### APPLY WHAT YOU READ
- a) How many German institutional investors took part, according to the article on the BAI survey?
- b) Please write down, word for word, the stretch of the article on the BAI survey from "Overall, the share" through "private debt (66%).".

### SOURCE TEXT
◇ ◇ ◇

German professional pension funds, Versorgungswerke, are moving towards an average allocation of 7% to corporate private equity, beyond an average 5% exposure expected for institutional investors in the coming years, according to a survey by BAI, the German association for alternative investments.

Versorgungswerke have the highest allocation to alternative investments (over 35%) among institutional investors surveyed. Real estate accounts for 16% of their allocation, private equity for more than 6% and infrastructure equity 4%, it said.

The survey also showed that 13-19% of Versorgungswerke plan to enter infrastructure equity and debt, and corporate private equity for the first time, leading to a shift in strategic allocations within alternatives.

The strategic asset allocation for Versorgungswerke foresees alternative investments going up to 40%, driven by infrastructure equity and debt, and corporate private equity and debt, the association said.

Total assets for the surveyed Versorgungswerke amount to approximately €230bn, with the average scheme managing around €8bn. It also revealed that 63% of the professional pension funds surveyed pursue an ESG strategy and 70% an impact strategy.

Pensionskassen and Pensionsfonds, instead, invest 24.25% of their assets in alternatives, with over 50% allocated to real estate equity and 77% pursuing an ESG strategy.

Overall, the share of alternative investments in the portfolios of German institutional investors has increased by 4.5% year-on-year in 2021 to 22.7%. BAI expects that share to rise to 25% in the next few years.

Within alternative investments, institutional investors allocate mostly to real estate equity (77%), corporate private equity (75%), infrastructure equity (70%) and corporate private debt (66%).

Looking ahead, BAI sees growth potential particularly in private debt markets, infrastructure equity and corporate private equity.

According to the survey, 88% of respondents said the benefit of investing in alternatives is portfolio diversification, 74% said it ptovided a good risk-return ratio, 64% said they allocate to alternative investments because of illiquidity premium, 44% because of the current low interest rate environment, and 43% for the complexity premium.

The results added that investing in alternative asset classes also represents a hedge against inflation and they can generate cash flows, for example in portfolios that have increased infrastructure equity and debt allocations.

The study noted however that, in spite of the COVID-19 crisis, portfolio allocations have not shifted markedly towards alternative asset classes. The realignment of portfolios continues, though, with 68% of the surveyed investors pursuing an ESG strategy whilst 32% not.

The survey saw 104 German institutional investors participating, managing more than €1.7trn in AUM.

◇ ◇ ◇

### PROVIDED RECORDS
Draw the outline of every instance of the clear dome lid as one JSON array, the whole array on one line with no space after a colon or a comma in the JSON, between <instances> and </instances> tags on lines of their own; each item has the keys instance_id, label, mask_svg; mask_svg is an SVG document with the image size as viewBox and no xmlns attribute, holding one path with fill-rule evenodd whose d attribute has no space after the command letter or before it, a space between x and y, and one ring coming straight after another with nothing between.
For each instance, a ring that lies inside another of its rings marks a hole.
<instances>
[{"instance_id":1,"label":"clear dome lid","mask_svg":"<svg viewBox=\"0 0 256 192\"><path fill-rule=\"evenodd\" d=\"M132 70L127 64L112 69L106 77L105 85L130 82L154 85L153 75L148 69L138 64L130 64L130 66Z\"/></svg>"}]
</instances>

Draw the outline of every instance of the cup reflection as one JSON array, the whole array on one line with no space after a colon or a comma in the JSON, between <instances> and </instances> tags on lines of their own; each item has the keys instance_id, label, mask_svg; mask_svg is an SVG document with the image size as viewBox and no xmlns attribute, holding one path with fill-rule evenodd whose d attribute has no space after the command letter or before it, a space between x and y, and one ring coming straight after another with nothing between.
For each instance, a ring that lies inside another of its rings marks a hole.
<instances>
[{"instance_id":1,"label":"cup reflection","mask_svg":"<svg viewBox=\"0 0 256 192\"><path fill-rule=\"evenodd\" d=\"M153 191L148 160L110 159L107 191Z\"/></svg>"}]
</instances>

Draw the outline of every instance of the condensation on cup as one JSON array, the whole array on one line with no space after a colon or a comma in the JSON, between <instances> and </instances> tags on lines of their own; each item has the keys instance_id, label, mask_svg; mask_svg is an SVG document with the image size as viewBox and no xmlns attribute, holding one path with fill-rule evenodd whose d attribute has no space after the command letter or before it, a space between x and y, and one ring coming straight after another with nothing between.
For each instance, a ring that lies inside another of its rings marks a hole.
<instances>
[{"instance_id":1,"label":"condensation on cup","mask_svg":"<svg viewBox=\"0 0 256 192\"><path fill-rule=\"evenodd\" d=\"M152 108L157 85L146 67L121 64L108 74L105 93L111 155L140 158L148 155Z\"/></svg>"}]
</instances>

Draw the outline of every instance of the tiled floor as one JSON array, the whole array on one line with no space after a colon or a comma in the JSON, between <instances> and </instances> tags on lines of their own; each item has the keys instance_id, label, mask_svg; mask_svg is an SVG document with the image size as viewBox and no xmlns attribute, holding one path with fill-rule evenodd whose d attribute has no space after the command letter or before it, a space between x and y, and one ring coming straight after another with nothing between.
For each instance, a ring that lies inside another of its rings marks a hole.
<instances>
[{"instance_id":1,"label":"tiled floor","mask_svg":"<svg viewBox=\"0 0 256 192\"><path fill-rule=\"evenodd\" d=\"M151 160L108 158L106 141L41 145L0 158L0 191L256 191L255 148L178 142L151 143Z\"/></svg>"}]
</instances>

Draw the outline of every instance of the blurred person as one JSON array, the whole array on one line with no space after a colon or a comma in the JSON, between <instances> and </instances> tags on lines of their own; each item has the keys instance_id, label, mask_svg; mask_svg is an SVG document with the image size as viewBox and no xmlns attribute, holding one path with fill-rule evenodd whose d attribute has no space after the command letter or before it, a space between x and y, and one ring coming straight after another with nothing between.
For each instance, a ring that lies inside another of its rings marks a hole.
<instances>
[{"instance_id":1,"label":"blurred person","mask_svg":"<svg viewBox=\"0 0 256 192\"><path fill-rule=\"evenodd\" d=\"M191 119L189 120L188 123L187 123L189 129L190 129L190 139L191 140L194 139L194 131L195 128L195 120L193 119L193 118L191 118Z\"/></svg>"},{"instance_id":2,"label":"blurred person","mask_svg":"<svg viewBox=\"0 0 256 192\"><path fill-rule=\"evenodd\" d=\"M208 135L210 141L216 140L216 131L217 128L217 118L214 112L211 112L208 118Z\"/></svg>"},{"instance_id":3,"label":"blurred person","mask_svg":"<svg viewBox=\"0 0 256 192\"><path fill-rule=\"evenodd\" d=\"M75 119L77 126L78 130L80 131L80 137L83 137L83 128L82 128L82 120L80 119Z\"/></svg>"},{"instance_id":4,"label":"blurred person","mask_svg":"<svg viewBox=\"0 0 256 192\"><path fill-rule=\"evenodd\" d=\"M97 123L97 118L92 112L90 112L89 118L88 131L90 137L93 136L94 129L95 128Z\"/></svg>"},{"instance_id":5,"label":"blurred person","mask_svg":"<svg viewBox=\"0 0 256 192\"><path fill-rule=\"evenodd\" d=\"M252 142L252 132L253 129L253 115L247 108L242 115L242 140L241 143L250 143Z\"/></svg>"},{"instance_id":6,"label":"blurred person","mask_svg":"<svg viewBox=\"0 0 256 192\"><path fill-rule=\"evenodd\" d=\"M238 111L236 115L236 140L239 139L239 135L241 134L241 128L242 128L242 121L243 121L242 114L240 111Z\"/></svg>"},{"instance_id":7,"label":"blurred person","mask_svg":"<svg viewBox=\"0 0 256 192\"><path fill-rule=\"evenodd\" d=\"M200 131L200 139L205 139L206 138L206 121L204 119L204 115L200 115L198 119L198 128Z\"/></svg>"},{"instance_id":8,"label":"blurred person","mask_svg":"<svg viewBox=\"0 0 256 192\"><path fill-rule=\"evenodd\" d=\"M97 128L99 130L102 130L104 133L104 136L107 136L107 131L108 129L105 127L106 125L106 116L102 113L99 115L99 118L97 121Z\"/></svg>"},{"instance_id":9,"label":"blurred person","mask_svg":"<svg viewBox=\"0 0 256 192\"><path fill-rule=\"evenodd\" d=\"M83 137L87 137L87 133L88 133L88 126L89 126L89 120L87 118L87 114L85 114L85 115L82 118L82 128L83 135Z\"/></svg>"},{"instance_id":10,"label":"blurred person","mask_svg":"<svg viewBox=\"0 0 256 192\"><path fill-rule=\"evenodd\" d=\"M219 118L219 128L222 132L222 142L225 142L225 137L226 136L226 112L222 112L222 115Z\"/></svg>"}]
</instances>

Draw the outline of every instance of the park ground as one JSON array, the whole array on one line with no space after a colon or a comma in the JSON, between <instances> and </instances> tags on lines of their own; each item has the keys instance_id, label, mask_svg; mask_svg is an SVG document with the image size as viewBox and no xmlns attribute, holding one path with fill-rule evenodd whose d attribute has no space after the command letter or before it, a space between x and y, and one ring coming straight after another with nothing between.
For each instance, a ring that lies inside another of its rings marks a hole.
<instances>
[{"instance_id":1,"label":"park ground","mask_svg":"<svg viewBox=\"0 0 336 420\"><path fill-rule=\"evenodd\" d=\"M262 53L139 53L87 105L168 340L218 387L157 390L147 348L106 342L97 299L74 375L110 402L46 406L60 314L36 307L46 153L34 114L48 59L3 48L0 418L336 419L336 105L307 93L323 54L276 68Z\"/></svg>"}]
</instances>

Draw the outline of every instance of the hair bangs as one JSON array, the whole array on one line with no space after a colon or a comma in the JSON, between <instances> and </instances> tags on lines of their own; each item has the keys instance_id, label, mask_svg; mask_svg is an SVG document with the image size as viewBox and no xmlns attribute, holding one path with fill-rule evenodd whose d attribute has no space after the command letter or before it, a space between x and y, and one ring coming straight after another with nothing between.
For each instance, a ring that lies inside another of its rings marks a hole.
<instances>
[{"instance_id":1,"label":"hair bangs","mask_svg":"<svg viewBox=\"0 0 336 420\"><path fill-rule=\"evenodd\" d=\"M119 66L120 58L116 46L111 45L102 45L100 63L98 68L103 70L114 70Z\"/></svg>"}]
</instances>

◇ ◇ ◇

### ANSWERS TO THE EXERCISES
- a) 104 German institutional investors took part in the survey.

- b)
Overall, the share of alternative investments in the portfolios of German institutional investors has increased by 4.5% year-on-year in 2021 to 22.7%. BAI expects that share to rise to 25% in the next few years.

Within alternative investments, institutional investors allocate mostly to real estate equity (77%), corporate private equity (75%), infrastructure equity (70%) and corporate private debt (66%).